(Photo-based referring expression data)
*****
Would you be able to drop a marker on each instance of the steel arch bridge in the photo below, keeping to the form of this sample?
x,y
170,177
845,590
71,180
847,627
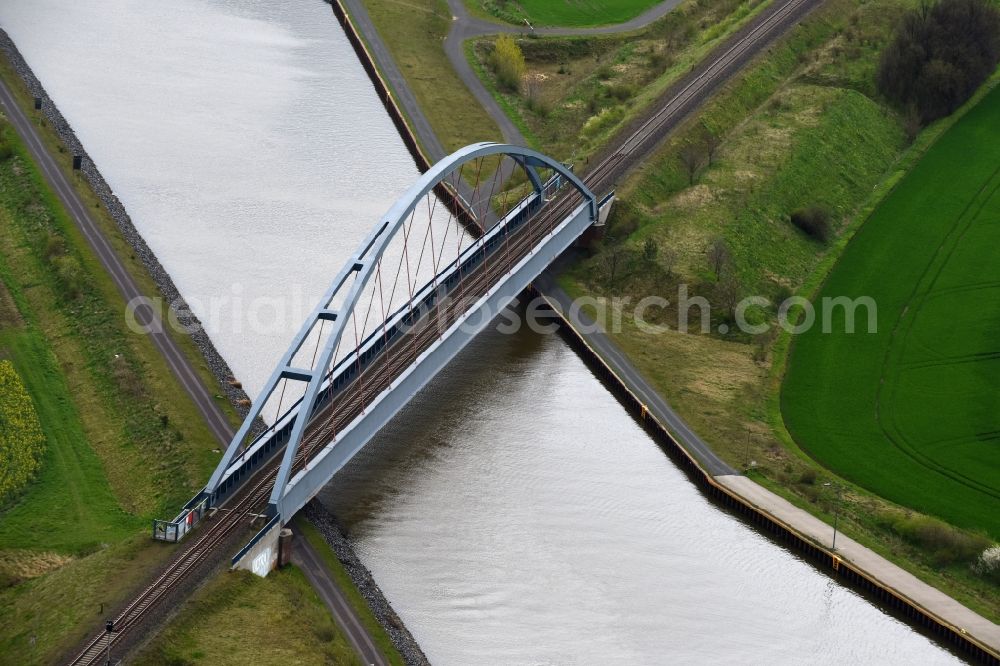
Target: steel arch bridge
x,y
416,291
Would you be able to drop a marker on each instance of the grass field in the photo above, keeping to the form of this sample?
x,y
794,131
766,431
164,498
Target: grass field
x,y
913,412
343,580
238,618
414,32
571,13
802,125
579,91
123,443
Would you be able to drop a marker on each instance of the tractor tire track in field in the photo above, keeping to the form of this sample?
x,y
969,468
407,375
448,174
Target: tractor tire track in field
x,y
886,416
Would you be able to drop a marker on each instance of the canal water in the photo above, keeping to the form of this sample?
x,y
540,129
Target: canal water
x,y
514,514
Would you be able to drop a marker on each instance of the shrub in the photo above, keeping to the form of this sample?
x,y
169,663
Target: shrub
x,y
507,62
988,564
814,222
939,55
621,92
21,440
946,544
602,121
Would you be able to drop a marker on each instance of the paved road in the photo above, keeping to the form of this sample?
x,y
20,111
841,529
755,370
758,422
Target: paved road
x,y
308,560
620,363
177,361
465,27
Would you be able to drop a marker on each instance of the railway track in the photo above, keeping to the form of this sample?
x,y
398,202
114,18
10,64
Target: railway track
x,y
349,404
340,411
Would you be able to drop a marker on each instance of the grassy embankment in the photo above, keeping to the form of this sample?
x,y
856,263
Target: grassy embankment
x,y
212,626
579,92
801,127
921,393
414,32
559,12
123,443
239,618
306,530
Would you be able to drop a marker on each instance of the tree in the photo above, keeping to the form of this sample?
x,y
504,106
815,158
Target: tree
x,y
649,251
668,258
692,156
719,256
730,292
940,53
508,63
814,221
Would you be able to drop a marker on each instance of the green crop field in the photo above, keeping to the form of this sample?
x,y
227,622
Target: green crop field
x,y
571,13
913,411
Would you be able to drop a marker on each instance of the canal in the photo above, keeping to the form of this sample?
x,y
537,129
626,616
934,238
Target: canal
x,y
514,513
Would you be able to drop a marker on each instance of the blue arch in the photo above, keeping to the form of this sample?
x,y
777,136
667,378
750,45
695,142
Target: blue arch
x,y
361,267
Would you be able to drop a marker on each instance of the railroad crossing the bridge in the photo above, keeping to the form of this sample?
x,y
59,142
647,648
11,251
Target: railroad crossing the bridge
x,y
417,290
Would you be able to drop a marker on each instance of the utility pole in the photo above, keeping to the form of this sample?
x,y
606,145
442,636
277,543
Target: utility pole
x,y
836,513
746,454
109,626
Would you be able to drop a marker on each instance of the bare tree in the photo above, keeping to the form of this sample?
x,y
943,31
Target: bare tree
x,y
612,261
719,256
712,142
668,258
692,156
730,293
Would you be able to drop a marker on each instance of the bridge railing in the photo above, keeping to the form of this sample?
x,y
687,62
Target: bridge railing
x,y
270,442
174,530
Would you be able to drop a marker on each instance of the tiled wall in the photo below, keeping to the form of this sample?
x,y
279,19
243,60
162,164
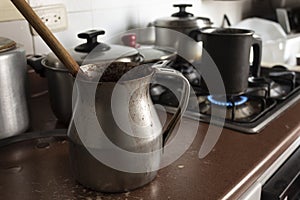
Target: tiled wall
x,y
115,16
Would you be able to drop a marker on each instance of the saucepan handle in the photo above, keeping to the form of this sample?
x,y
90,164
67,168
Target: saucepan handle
x,y
257,53
183,103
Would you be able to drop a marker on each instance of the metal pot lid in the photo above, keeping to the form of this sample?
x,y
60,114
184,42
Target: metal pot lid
x,y
182,19
6,44
93,52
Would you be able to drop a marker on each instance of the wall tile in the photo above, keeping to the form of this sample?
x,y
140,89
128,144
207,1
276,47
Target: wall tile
x,y
115,21
19,32
78,22
71,5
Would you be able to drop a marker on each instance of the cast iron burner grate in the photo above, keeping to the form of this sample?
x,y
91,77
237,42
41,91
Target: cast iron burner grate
x,y
266,98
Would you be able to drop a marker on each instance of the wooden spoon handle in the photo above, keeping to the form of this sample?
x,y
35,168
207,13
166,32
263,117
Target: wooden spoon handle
x,y
62,54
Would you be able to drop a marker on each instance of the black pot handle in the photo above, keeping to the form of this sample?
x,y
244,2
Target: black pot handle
x,y
182,13
35,61
257,53
91,43
196,33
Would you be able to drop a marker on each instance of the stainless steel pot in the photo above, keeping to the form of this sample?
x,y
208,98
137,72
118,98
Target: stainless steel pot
x,y
60,83
169,32
116,137
14,115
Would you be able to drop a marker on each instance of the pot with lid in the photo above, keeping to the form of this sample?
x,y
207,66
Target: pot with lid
x,y
169,32
14,115
60,83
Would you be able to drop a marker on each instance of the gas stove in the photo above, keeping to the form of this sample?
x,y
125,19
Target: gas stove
x,y
267,96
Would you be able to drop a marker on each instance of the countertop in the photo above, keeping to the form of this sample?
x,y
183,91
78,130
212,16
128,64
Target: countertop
x,y
237,159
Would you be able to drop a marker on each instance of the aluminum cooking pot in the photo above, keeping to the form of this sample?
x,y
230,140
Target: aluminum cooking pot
x,y
60,83
14,117
116,136
169,30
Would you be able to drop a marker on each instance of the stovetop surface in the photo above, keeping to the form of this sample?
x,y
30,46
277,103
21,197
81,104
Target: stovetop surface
x,y
265,99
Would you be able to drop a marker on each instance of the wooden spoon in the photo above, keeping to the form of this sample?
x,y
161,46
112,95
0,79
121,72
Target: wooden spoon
x,y
34,20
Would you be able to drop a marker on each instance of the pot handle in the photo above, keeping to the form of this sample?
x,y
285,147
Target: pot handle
x,y
35,61
183,103
196,33
257,53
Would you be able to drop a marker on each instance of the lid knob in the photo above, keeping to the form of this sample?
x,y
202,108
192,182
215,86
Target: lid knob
x,y
91,37
182,13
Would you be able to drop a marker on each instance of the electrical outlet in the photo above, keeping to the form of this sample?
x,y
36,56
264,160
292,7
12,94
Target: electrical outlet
x,y
53,16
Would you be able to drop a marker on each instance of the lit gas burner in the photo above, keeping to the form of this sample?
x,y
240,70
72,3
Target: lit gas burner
x,y
233,101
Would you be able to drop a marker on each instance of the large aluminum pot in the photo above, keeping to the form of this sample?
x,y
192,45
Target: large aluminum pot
x,y
60,83
14,115
171,32
116,136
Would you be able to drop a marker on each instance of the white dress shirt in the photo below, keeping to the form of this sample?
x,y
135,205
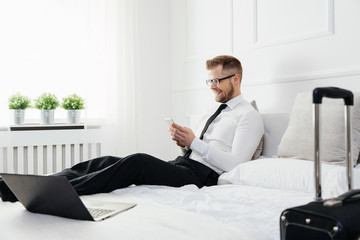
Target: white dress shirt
x,y
231,139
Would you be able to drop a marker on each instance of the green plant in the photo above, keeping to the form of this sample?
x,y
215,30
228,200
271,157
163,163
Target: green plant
x,y
73,102
18,101
46,101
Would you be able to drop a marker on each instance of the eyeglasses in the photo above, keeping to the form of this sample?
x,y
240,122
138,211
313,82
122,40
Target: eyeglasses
x,y
216,81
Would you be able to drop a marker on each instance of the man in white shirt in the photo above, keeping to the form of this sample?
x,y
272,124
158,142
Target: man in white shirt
x,y
234,135
229,137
*****
Go through the lines above and count those that include "below"; give the total and nothing more.

3